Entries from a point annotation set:
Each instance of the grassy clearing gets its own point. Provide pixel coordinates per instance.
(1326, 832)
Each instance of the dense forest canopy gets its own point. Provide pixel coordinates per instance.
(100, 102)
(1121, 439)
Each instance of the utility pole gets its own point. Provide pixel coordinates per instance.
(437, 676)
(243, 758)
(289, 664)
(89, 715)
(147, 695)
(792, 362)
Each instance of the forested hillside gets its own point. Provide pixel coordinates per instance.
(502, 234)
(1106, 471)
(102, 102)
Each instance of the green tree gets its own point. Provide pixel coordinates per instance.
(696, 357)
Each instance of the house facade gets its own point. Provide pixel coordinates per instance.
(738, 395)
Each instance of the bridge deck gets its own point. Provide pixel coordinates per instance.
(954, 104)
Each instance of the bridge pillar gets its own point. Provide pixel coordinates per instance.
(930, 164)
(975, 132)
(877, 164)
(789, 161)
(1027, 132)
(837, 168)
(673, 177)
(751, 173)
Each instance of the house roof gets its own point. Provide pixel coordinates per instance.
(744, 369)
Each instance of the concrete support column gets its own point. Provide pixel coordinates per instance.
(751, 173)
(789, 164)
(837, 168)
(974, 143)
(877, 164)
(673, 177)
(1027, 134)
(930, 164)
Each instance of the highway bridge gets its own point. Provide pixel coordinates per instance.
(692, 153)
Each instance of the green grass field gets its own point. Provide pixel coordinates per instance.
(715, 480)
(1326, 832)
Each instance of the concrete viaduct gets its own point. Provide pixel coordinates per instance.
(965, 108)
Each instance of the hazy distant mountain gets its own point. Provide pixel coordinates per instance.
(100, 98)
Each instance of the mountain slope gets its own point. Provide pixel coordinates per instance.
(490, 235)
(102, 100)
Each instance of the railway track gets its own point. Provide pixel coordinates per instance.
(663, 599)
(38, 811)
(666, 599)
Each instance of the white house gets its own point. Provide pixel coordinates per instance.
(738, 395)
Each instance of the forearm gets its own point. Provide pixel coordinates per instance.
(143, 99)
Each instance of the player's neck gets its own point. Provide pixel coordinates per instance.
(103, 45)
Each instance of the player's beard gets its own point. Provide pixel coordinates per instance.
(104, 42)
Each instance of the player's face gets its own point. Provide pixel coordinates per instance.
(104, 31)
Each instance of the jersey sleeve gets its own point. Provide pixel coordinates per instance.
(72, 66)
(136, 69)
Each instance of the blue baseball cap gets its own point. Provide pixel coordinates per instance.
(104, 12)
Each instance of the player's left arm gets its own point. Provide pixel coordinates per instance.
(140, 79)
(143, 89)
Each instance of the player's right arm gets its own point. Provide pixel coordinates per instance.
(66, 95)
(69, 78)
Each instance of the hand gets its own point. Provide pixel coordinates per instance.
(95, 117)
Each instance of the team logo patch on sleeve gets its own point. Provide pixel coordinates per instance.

- Set exercise -
Convert every line of the material above into a JSON array of strings, with one string for each line and no entries for blank lines.

- Answer -
[
  "Each instance of the grassy clearing gets its own point. Provide pixel coordinates per instance.",
  "(1326, 832)",
  "Each instance of the dense forest canopy gets its own point. Provide pixel coordinates per instance.",
  "(100, 102)",
  "(1121, 439)",
  "Each instance of the utility pole gets its own point. Provide pixel coordinates per instance.",
  "(437, 676)",
  "(243, 758)",
  "(289, 664)",
  "(89, 715)",
  "(147, 695)",
  "(792, 362)",
  "Each instance of the forested hillside gets its own point. Provide pixel coordinates per instance.",
  "(502, 234)",
  "(1106, 471)",
  "(102, 102)",
  "Each instance of the green tree gets its own point. Provide pixel coordinates per instance.",
  "(696, 357)",
  "Each instance of the house facade gets its own point. Provide pixel coordinates per instance.",
  "(738, 395)",
  "Each instance of the bridge deck gets its own point. Provide pixel coordinates per instance.",
  "(954, 104)",
  "Each instance of the bridge pillar gets its own point. Provide pixel coordinates per instance.",
  "(930, 164)",
  "(975, 132)",
  "(877, 164)",
  "(789, 161)",
  "(1027, 132)",
  "(837, 168)",
  "(673, 177)",
  "(751, 173)",
  "Each instance of the house roof gets its own point. Provide pixel coordinates per instance.",
  "(744, 369)",
  "Each instance of the concrete support column gets its own point. Provide pixel coordinates per instance.",
  "(751, 173)",
  "(789, 164)",
  "(837, 168)",
  "(974, 143)",
  "(877, 164)",
  "(673, 177)",
  "(1027, 134)",
  "(930, 164)",
  "Each instance of the highway bridge gets its own point. Provide pixel coordinates per instance.",
  "(692, 153)",
  "Each instance of the green grass field gets its own point. Provide pixel coordinates per instance.",
  "(715, 480)",
  "(1326, 832)",
  "Each instance of the concrete viaduct gets its own point. Provide pixel coordinates per instance.",
  "(965, 108)",
  "Each instance of the hazy distant mountain gets its own point. Provide pixel coordinates per instance.",
  "(100, 98)",
  "Each instance of the mountain slope gets its own point. Provide pixel coordinates per instance.",
  "(490, 235)",
  "(102, 100)",
  "Each instance of the railway track gets its own point. Provide pixel coordinates per instance.",
  "(663, 599)",
  "(38, 811)",
  "(666, 599)",
  "Each instance of the white house gets its own point. Provide pixel coordinates per instance.",
  "(738, 395)",
  "Each instance of the forearm gets its own point. Provide pixel coordinates per instance.",
  "(143, 99)",
  "Each instance of the player's neck gets its own point. Provide pixel coordinates per instance.",
  "(103, 45)",
  "Each instance of the player's beard gets its own point. Provide pixel coordinates per instance.",
  "(104, 42)",
  "Each instance of the player's face gets its own point. Provide pixel coordinates per instance.",
  "(104, 31)",
  "Each instance of the jersey sleeve gets its own point. Provide pixel coordinates per instance.",
  "(72, 66)",
  "(136, 69)",
  "Each instance of the blue baseball cap gets its own point. Provide pixel coordinates per instance.",
  "(104, 12)",
  "Each instance of the player's left arm gets its own point. Provide pixel coordinates per instance.",
  "(140, 79)",
  "(143, 89)",
  "Each instance of the player's right arm gets its own point. Provide pixel coordinates per instance.",
  "(66, 95)",
  "(69, 78)",
  "Each instance of the hand gets its own point. Provide pixel coordinates per instance.",
  "(95, 117)",
  "Each instance of the team logo patch on sleeve gets its own point. Provide pixel coordinates per instance."
]